═══ EXCERPTED RECORDS

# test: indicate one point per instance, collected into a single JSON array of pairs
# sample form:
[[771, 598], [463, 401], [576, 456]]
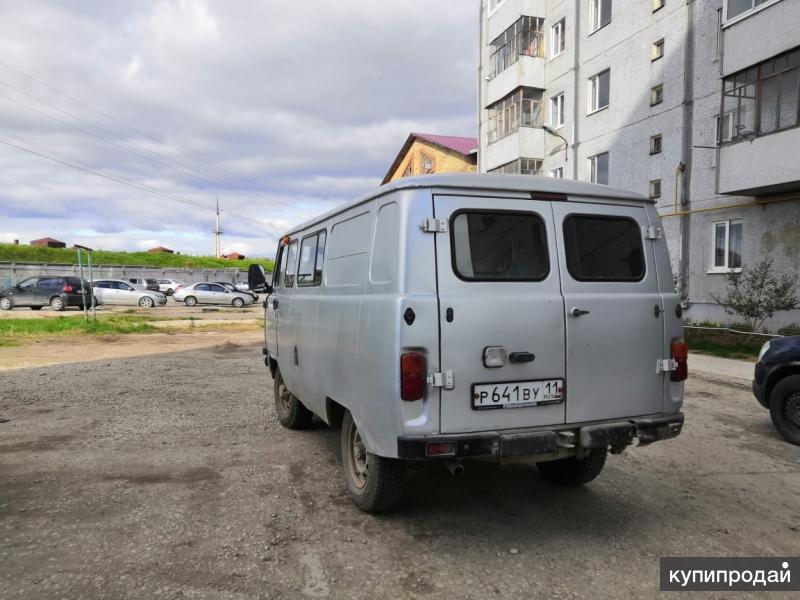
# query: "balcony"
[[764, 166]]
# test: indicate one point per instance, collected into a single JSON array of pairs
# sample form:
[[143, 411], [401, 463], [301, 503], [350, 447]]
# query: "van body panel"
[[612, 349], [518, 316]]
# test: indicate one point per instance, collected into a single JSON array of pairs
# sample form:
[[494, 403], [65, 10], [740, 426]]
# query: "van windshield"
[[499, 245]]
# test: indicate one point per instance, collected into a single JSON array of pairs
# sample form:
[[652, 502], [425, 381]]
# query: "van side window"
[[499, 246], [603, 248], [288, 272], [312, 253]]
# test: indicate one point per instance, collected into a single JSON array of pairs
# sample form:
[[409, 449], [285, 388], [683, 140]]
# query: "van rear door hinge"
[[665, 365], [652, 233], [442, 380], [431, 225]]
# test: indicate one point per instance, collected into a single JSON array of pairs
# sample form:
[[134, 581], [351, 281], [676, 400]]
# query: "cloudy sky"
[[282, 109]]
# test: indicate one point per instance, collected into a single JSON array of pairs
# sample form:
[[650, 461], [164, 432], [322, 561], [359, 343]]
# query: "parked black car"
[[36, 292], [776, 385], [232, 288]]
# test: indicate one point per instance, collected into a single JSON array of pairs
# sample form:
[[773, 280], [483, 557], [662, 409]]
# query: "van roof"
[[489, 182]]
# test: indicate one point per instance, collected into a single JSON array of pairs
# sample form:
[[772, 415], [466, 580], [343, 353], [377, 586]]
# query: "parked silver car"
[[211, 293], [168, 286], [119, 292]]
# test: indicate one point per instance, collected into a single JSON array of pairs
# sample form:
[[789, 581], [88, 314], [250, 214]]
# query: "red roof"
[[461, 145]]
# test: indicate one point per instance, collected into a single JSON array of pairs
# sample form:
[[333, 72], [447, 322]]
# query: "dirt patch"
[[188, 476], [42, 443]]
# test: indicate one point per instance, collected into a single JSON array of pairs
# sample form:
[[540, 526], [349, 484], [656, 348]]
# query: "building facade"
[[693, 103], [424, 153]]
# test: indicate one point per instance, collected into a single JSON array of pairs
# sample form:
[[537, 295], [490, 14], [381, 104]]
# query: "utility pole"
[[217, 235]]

══════

Take the listing and print it again exactly, but without any pictures.

__SOLUTION TO THIS TASK__.
# test: indicate one point per instance, collected into a single JSON array of pairs
# sample form:
[[771, 598], [463, 401], [576, 456]]
# query: "balcony"
[[764, 166]]
# test: indicate one point per instance, collected into a single JSON array of pairs
# sample form:
[[143, 411], [401, 463], [301, 503], [350, 447]]
# query: "van body panel"
[[612, 349], [518, 316]]
# test: indicate one point per instance, collected into a single JSON array of pairs
# sample form:
[[494, 403], [65, 10], [740, 426]]
# query: "van windshield"
[[499, 245]]
# test: indicate one point per instance, collected into a single JSON array of pairs
# sample form:
[[652, 502], [425, 381]]
# query: "van side window"
[[499, 246], [603, 248], [288, 272], [312, 253]]
# test: indicate one point per instance, collected into a single JSON array of pairs
# sample form:
[[409, 449], [285, 388], [683, 140]]
# query: "van rear door hinge"
[[665, 365], [652, 233], [442, 380], [431, 225]]
# test: indicate one point per instance, collected into a single JSON array of pairs
# sample form:
[[134, 581], [351, 281], [676, 400]]
# query: "cloudy sky"
[[282, 109]]
# test: indicate one point per instance, collected into a single JSON array of pairs
# sample form:
[[650, 461], [164, 432], [322, 561], [359, 343]]
# query: "parked black car"
[[36, 292], [776, 385], [232, 288]]
# test: indicate one point per instance, collected into a single JSON array of pairs
# sample form:
[[773, 280], [483, 557], [662, 409]]
# query: "van roof"
[[489, 182]]
# test: indicate one point per instance, collected into a single JSON array of pairs
# sample form:
[[772, 415], [466, 580], [343, 353], [377, 586]]
# query: "parked silver car"
[[211, 293], [168, 286], [119, 292]]
# test: indicate one point per instance, collected into a single JSON array of pairs
# sample form:
[[789, 581], [88, 314], [250, 214]]
# query: "red roof"
[[461, 145]]
# test: indicate one point per instance, collected into a single JSON array of pairs
# sample form:
[[333, 72], [447, 322]]
# query: "dirt patch"
[[188, 476], [42, 443]]
# test: indicate one point per instance, collected into a single JSON array of pairs
# sample form:
[[540, 526], [349, 484], [656, 348]]
# query: "building facade"
[[693, 103], [424, 153]]
# test: indicate one point per instance, collected into a single JSON array of pairs
# sample form:
[[537, 295], [490, 14], [381, 104]]
# query: "utility pole"
[[217, 235]]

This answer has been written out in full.